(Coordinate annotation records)
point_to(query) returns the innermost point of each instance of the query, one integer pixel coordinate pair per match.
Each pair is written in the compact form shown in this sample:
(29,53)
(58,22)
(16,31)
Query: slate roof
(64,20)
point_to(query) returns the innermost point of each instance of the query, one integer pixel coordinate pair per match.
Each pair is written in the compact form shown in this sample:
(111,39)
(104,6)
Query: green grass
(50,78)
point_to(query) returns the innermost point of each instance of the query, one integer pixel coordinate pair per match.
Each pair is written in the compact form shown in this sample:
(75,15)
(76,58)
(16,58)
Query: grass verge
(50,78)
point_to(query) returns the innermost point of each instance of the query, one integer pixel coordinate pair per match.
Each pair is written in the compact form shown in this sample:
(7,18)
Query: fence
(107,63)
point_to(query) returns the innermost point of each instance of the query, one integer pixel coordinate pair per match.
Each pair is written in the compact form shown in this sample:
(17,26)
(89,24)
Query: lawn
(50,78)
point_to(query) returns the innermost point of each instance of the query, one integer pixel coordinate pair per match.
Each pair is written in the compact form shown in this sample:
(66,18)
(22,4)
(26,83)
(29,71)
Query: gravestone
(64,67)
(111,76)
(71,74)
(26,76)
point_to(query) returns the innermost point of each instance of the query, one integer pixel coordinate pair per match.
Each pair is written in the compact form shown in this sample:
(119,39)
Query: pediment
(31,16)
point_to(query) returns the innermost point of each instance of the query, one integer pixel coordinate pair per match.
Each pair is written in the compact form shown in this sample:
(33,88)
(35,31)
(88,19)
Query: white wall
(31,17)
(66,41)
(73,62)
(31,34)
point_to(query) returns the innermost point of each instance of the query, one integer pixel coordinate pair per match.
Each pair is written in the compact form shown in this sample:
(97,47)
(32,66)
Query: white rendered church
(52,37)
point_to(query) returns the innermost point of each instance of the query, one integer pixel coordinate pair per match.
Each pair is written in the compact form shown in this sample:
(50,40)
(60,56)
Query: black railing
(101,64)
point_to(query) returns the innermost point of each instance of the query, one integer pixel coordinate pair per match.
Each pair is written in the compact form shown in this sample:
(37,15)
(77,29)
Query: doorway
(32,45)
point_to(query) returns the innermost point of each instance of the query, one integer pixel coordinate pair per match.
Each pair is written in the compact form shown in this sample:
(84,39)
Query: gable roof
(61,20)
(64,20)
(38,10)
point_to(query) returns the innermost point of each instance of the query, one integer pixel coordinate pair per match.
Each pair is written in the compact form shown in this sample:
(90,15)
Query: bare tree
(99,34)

» EXERCISE OBJECTIVE:
Please output the entries above, every line exactly as it reads.

» CORRECT ANSWER:
point_to(query) returns the innermost point of each instance of the query, one integer pixel coordinate pair per match.
Each pair is written in the compact form shown in this sample:
(29,53)
(58,22)
(16,31)
Query: slate roof
(64,20)
point_to(query) returns the innermost point of each instance of the query, one integer pixel coordinate pair per match.
Each pair is written in the compact form shown in this sample:
(111,39)
(104,6)
Query: green grass
(50,78)
point_to(query) returns the innermost point of each instance of the query, one integer pixel coordinate pair per match.
Each pair is written in the compact form shown in this sample:
(75,15)
(76,58)
(16,58)
Query: grass verge
(50,78)
point_to(query) returns the innermost point of each instance of the query, one integer pixel coordinate pair per match.
Each pair is written in the compact form shown in this sample:
(7,18)
Query: fence
(107,63)
point_to(query) returns the innermost point of each instance of the query, one integer pixel coordinate pair per match.
Each pair is written in the compact form shown in this sample:
(17,26)
(89,24)
Query: lawn
(50,78)
point_to(query) returns the innermost point of each instance of the query, one integer pixel coordinate pair per match.
Each pair is written in the compact form shown in this sample:
(66,18)
(22,4)
(26,83)
(29,71)
Query: gravestone
(64,67)
(111,76)
(71,74)
(26,76)
point_to(query) returns the innermost point of each instance of the query, one integer pixel coordinate pair per match.
Each pair is written in the compact form shown in this sample:
(119,39)
Query: pediment
(31,16)
point_to(query) returns the innermost point of each instance of the query, one integer pixel coordinate pair per match.
Each pair is written in the compact form shown in this sample:
(33,88)
(35,31)
(88,19)
Query: white wall
(31,17)
(66,41)
(73,62)
(31,34)
point_to(query) returns the innermost point of each instance of the query, one integer pixel coordinate pair per match.
Each pair is written in the compact form shown in this sample:
(97,47)
(32,66)
Query: white rendered church
(52,37)
point_to(query) returns the innermost point of each instance of the query, one integer pixel coordinate pair per match.
Each pair is written in the compact form shown in this sample:
(50,40)
(60,56)
Query: black railing
(101,64)
point_to(query) returns the innermost point of each instance of the query, one integer pixel coordinate pair per match.
Each pair is written in the compact form shown in this sample:
(37,15)
(77,29)
Query: doorway
(32,45)
point_to(query) returns the innermost point of each instance of the query, one integer pixel coordinate pair per match.
Each pair is written in the compact form shown in this sample:
(84,39)
Query: gable roof
(61,20)
(64,20)
(38,10)
point_to(query) returns the innermost point of each instance of the query, one integer pixel coordinate pair per match.
Each pair is written in the compact form shown in this sample:
(90,15)
Query: bare tree
(99,34)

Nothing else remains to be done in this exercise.